:: Sağlanan kayıtlar
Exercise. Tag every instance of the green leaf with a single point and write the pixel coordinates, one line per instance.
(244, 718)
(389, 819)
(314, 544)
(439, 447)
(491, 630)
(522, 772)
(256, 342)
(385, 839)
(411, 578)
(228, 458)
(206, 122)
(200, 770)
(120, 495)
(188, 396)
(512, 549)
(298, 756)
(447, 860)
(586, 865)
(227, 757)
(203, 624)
::::
### Görevin amacı
Yukarıdaki kayıtların tümünü, her kayıt için bir satır olacak biçimde "metin" ve "cevap" adlı iki sütunlu bir CSV'ye dönüştürür müsünüz? Her alan tek bir tırnaklı değer olsun ve içindeki satır sonları boşluğa çevrilsin.

### Tamamlanmış yanıt
metin,cevap
"Exercise. Tag every instance of the green leaf with a single point and write the pixel coordinates, one line per instance.","(244, 718) (389, 819) (314, 544) (439, 447) (491, 630) (522, 772) (256, 342) (385, 839) (411, 578) (228, 458) (206, 122) (200, 770) (120, 495) (188, 396) (512, 549) (298, 756) (447, 860) (586, 865) (227, 757) (203, 624)"